- **Directions for this task**:
Every line from the line containing "Review step: verify that every instance of the dead" through the final line of the data is to be printed exactly; no other line is to appear.

- **Given records**:

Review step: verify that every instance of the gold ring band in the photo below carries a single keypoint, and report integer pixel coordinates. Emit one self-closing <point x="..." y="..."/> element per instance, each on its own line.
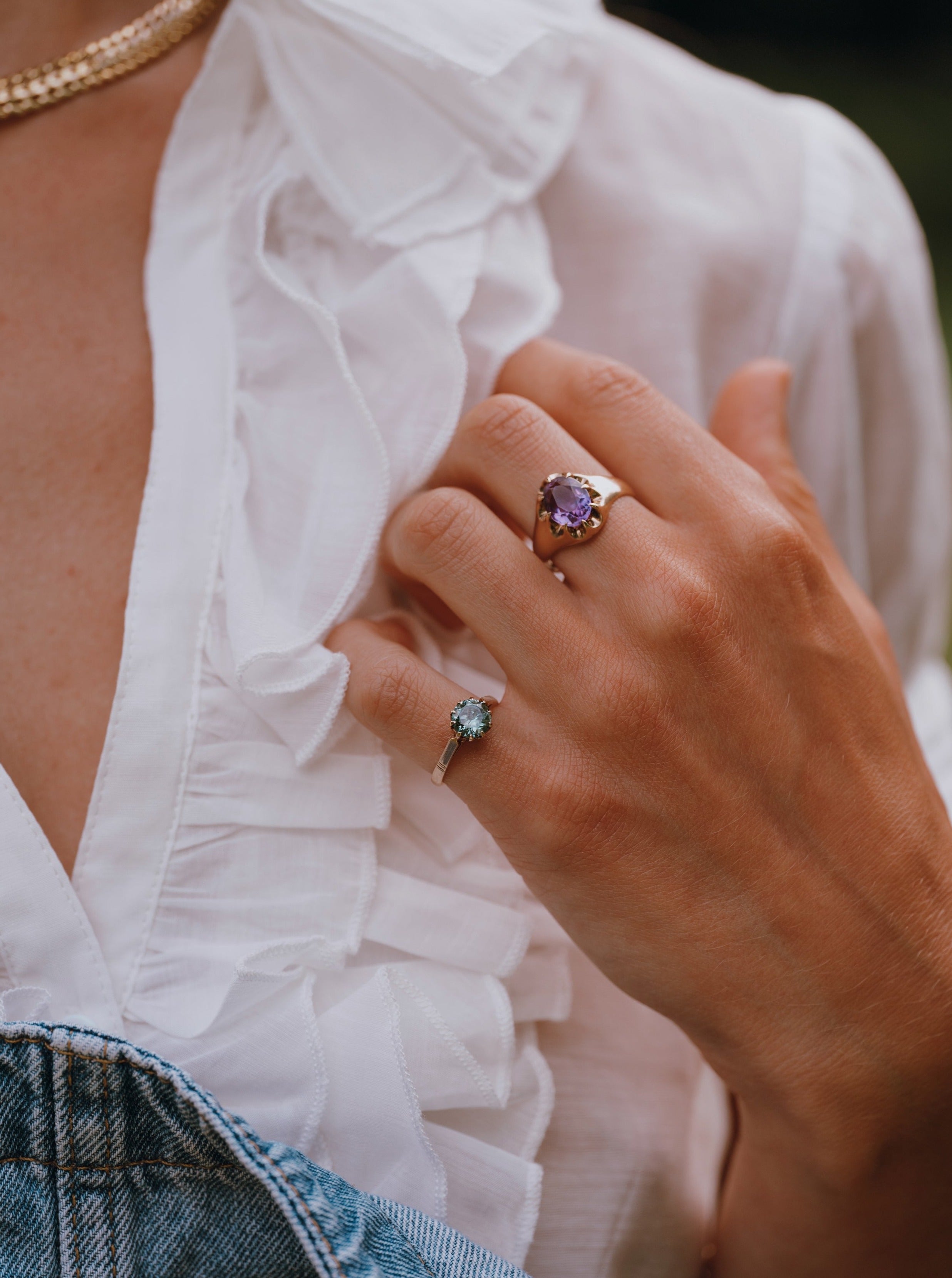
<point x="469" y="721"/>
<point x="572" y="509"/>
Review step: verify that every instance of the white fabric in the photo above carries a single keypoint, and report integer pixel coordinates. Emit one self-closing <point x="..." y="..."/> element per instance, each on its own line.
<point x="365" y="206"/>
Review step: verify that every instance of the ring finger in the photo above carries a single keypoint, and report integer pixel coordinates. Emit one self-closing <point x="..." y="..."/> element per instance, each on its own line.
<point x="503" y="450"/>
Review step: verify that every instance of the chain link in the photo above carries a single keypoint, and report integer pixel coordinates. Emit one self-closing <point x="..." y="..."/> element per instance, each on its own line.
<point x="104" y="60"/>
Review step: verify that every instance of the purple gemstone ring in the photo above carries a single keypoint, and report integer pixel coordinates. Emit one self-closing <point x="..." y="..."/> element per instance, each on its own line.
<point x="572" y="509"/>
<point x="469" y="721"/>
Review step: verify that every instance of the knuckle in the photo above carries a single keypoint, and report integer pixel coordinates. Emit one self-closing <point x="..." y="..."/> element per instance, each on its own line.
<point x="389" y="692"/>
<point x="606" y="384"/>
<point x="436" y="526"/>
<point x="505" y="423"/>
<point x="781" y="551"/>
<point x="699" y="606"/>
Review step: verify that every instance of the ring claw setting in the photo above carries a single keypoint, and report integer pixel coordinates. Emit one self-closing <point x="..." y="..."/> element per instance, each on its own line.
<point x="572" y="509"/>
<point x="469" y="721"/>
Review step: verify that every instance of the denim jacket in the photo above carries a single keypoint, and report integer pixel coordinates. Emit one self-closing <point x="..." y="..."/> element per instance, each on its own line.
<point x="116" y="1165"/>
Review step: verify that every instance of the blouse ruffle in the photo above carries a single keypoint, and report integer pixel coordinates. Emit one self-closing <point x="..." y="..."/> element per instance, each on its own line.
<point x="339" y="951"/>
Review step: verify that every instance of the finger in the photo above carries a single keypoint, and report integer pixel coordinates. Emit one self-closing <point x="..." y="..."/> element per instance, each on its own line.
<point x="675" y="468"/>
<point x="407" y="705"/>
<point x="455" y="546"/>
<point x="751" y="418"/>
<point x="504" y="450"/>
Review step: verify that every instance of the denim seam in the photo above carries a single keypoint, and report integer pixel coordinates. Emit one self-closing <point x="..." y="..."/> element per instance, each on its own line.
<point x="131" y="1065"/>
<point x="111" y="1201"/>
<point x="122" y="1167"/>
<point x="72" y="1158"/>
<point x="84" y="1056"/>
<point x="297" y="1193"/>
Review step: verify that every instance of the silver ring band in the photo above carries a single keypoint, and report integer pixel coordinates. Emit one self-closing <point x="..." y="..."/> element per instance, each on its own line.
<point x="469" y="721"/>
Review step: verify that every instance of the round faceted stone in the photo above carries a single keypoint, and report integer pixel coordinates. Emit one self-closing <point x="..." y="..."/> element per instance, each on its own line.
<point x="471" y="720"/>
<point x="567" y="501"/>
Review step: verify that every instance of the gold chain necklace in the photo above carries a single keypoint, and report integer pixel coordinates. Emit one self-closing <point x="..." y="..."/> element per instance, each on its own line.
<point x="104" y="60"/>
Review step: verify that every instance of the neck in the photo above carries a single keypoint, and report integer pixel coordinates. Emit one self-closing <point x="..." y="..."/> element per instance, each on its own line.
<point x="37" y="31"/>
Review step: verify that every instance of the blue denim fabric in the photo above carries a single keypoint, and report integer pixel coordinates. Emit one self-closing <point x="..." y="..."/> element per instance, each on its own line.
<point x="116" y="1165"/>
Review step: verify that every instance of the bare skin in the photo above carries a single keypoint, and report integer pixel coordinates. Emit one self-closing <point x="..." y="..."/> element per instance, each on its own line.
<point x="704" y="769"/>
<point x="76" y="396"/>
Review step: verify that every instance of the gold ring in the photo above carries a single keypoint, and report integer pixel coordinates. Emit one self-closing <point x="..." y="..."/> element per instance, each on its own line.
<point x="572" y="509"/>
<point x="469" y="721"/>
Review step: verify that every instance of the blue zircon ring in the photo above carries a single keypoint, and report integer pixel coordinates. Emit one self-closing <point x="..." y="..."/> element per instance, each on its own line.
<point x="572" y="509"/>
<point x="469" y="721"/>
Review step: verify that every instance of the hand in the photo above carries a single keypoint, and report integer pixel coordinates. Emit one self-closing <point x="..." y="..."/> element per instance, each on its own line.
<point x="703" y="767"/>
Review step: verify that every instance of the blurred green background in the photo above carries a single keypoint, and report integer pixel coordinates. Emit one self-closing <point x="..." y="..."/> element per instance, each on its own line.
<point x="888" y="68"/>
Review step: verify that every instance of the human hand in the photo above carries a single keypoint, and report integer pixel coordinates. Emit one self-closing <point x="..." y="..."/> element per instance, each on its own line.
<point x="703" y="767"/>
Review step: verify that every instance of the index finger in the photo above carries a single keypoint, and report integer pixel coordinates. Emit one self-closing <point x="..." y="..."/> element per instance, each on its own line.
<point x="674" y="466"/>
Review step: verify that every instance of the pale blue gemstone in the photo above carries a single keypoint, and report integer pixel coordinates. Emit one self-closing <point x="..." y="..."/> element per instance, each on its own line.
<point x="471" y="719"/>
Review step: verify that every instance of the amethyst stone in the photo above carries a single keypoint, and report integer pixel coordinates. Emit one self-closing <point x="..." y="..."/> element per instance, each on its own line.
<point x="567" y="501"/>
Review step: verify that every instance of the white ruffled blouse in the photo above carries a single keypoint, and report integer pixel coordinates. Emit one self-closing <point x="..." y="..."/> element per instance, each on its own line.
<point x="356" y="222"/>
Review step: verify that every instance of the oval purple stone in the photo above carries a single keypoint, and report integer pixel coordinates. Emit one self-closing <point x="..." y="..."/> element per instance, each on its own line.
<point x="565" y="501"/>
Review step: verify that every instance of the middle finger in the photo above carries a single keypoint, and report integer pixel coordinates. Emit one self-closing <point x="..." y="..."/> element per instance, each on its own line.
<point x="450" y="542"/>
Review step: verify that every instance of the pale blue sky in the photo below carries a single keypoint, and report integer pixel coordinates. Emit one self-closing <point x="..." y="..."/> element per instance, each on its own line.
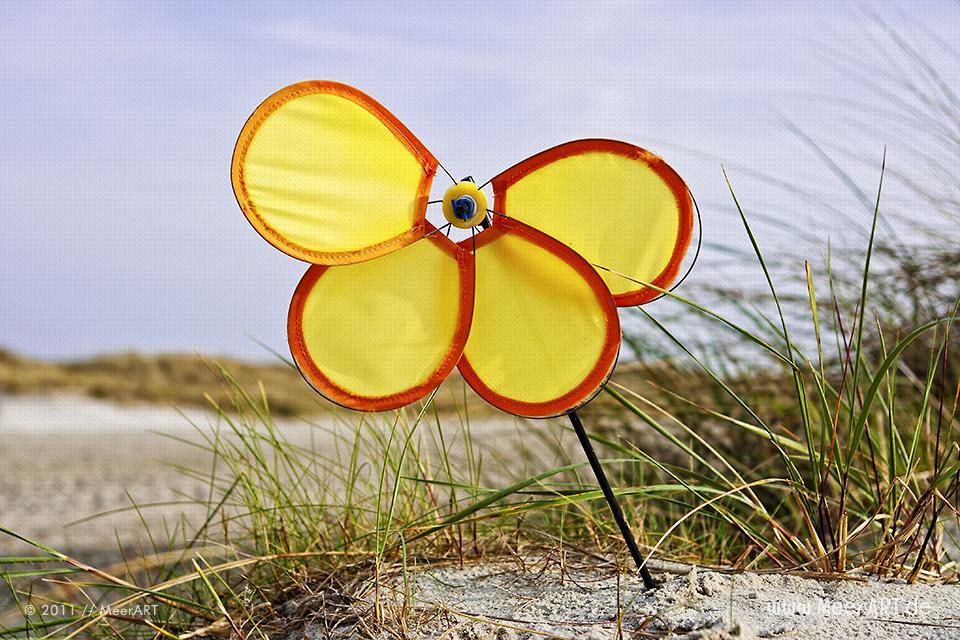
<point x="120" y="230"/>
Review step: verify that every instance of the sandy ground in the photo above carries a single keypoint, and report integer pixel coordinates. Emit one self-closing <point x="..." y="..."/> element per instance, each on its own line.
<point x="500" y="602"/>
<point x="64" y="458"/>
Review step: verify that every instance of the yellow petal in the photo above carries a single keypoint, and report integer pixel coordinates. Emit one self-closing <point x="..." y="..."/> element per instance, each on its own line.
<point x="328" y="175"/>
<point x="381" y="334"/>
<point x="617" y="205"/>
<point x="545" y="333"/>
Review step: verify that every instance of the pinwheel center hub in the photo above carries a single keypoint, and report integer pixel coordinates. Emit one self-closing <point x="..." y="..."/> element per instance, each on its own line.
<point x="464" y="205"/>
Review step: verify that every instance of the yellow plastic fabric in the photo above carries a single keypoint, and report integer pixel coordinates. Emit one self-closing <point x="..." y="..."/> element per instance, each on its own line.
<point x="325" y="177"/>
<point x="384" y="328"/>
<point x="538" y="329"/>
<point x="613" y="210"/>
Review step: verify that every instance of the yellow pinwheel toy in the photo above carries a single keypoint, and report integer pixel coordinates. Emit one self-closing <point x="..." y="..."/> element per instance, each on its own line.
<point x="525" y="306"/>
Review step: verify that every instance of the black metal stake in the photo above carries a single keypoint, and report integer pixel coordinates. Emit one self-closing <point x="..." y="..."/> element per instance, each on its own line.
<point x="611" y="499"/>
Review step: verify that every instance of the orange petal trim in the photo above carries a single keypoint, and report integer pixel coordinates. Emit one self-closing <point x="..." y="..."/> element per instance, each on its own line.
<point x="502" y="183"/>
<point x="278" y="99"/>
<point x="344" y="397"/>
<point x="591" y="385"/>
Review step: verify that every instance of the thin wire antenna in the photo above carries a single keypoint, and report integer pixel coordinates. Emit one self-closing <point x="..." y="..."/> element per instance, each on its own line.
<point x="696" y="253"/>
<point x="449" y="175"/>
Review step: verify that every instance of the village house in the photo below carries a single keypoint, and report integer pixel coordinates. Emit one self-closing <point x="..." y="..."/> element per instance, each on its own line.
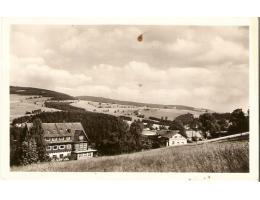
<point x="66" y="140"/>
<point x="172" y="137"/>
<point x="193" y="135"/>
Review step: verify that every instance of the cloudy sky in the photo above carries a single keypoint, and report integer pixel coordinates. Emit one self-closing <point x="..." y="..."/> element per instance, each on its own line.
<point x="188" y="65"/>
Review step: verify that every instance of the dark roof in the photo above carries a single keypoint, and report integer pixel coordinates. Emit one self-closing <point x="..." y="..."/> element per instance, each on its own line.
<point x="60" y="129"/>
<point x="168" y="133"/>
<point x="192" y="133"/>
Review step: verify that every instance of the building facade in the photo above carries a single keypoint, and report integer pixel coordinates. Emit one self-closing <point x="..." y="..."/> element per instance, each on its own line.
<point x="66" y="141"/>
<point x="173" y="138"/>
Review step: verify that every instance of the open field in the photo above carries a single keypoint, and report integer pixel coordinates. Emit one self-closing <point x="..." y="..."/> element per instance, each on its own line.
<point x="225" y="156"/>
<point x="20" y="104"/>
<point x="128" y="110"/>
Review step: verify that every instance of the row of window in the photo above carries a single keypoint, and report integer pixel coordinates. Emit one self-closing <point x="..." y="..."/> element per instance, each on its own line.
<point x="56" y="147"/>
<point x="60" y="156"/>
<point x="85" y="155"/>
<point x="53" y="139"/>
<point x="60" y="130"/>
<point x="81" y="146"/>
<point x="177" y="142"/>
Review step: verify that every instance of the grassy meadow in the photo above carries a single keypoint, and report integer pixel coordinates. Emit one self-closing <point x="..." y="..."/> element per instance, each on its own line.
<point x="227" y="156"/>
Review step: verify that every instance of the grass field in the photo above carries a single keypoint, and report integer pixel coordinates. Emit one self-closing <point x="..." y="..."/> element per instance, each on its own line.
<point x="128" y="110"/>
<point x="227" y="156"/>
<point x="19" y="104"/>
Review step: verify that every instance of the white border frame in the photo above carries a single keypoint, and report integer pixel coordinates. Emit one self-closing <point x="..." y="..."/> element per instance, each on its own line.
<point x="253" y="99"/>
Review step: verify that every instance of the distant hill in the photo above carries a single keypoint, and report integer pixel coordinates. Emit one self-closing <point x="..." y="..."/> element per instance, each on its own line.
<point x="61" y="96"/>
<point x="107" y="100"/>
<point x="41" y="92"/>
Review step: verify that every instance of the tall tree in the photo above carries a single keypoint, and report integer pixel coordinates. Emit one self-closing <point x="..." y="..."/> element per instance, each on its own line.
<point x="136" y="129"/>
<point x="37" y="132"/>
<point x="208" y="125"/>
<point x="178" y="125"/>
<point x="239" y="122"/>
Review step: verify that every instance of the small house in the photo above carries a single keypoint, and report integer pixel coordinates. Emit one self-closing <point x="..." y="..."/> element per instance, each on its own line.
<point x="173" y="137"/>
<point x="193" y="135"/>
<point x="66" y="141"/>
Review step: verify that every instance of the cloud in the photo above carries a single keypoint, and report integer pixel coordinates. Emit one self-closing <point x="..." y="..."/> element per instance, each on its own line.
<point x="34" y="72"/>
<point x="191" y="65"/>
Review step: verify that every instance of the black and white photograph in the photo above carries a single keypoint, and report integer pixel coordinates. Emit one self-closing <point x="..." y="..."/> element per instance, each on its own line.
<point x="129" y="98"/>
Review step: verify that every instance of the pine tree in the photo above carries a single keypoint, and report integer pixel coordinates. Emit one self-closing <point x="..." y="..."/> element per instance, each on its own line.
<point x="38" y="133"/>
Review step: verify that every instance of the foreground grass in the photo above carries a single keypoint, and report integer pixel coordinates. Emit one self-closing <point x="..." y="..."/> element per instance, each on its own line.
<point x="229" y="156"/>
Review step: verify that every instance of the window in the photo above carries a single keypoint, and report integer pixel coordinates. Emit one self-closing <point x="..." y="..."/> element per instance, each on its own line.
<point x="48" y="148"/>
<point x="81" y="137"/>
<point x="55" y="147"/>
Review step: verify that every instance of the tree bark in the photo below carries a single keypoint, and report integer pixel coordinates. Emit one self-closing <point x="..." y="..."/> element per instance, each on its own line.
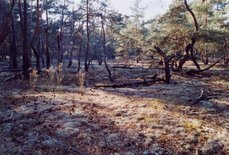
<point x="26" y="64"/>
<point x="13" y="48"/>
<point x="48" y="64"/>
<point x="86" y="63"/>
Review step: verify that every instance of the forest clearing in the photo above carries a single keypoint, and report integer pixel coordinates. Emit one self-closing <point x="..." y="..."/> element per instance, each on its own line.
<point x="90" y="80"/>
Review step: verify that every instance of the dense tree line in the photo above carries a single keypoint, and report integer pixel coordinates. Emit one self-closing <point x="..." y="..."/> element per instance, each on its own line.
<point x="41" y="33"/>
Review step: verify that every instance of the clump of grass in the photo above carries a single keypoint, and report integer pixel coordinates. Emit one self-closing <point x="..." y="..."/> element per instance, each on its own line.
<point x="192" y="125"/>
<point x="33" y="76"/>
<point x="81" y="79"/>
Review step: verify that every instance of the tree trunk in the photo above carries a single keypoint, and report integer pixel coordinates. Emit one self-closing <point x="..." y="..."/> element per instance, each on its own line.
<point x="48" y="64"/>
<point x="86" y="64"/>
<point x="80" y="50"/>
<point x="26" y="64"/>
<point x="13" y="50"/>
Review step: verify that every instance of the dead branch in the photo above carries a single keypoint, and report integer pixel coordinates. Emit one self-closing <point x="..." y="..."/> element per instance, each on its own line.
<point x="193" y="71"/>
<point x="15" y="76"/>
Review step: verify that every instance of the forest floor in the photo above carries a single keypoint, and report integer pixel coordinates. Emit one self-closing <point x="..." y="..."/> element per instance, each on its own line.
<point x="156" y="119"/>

- **Correct answer**:
Review step: verify that every instance of the dead branch in the photo above carries a single keypoint, and report integer pixel coordinates. Emit one self-closing <point x="..." y="..."/> element per instance, each on its own line.
<point x="193" y="71"/>
<point x="15" y="76"/>
Review step: verify that every instance of the forest floor in the photo above carries a single keypoint, and report integer pixel coordinates. Emit one self-closing <point x="..." y="..."/> element per instance, each on its own line.
<point x="156" y="119"/>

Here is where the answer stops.